# RECORDS SUPPLIED:
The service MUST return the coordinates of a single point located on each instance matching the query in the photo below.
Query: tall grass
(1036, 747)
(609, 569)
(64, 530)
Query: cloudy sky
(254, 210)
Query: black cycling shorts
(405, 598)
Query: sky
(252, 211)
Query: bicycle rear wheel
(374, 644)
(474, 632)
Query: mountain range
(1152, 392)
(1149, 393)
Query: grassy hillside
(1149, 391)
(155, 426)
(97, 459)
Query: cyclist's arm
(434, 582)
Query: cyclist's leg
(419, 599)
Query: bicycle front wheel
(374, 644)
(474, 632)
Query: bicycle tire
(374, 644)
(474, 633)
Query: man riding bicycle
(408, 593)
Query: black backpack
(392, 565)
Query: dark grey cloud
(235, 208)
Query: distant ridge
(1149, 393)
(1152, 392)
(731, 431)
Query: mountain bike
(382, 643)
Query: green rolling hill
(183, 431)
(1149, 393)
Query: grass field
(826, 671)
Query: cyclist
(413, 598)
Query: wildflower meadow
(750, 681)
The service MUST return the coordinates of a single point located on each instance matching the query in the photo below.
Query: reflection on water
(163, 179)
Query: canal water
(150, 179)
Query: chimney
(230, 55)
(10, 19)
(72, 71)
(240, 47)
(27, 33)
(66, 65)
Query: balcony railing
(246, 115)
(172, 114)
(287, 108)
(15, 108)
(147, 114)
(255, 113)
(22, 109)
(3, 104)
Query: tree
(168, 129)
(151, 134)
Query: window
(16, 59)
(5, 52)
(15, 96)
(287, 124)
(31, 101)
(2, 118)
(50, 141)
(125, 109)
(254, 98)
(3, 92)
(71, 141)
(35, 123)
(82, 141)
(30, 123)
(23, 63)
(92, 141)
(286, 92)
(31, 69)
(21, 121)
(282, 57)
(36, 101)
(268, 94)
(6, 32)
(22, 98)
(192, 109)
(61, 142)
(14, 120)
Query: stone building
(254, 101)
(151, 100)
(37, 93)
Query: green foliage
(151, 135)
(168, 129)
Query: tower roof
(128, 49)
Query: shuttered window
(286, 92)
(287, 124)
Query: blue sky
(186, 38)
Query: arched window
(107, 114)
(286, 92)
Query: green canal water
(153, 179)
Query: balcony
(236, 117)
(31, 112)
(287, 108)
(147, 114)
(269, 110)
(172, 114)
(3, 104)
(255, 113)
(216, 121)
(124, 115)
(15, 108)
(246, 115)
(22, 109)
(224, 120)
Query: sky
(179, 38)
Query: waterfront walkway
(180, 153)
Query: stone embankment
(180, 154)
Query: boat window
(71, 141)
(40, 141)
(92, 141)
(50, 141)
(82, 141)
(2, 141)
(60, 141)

# THE PROBLEM:
Retype, exactly and only, the lines running from the one with "Query: bicycle tire" through the final line of the listing above.

# RESULT BELOW:
Query: bicycle tire
(374, 644)
(474, 633)
Query: man riding bicycle
(408, 593)
Query: black backpack
(392, 565)
Query: dark grey cloud
(235, 208)
Query: distant ridge
(1149, 393)
(1152, 392)
(731, 431)
Query: mountain bike
(382, 643)
Query: green rolling hill
(183, 431)
(1149, 393)
Query: grass field
(826, 671)
Query: cyclist
(413, 598)
Query: wildflower meadow
(750, 681)
The service MUST return the coordinates of a single point located on each instance matching the query in the photo below.
Query: reflection on water
(163, 179)
Query: canal water
(150, 179)
Query: chimney
(230, 55)
(10, 19)
(72, 71)
(240, 47)
(27, 33)
(66, 65)
Query: balcony railing
(246, 115)
(172, 114)
(287, 108)
(15, 108)
(147, 114)
(255, 113)
(22, 109)
(3, 104)
Query: tree
(168, 129)
(151, 134)
Query: window
(16, 59)
(5, 52)
(15, 96)
(287, 124)
(31, 101)
(2, 118)
(50, 141)
(125, 109)
(254, 98)
(3, 92)
(71, 141)
(35, 123)
(82, 141)
(30, 123)
(23, 63)
(92, 141)
(286, 92)
(31, 69)
(21, 121)
(282, 57)
(36, 101)
(268, 94)
(6, 32)
(22, 98)
(192, 109)
(61, 142)
(14, 120)
Query: stone building
(254, 101)
(151, 100)
(37, 93)
Query: green foliage
(151, 135)
(168, 129)
Query: tower roof
(128, 49)
Query: shuttered window
(286, 92)
(287, 124)
Query: blue sky
(186, 38)
Query: arched window
(107, 114)
(286, 92)
Query: green canal water
(153, 179)
Query: balcony
(236, 117)
(31, 112)
(287, 108)
(147, 114)
(269, 110)
(172, 114)
(3, 104)
(255, 113)
(216, 121)
(124, 115)
(15, 108)
(246, 115)
(22, 109)
(224, 120)
Query: sky
(179, 38)
Query: waterfront walkway
(180, 153)
Query: stone embankment
(180, 154)
Query: boat window
(71, 141)
(40, 141)
(92, 141)
(50, 141)
(82, 141)
(2, 141)
(60, 141)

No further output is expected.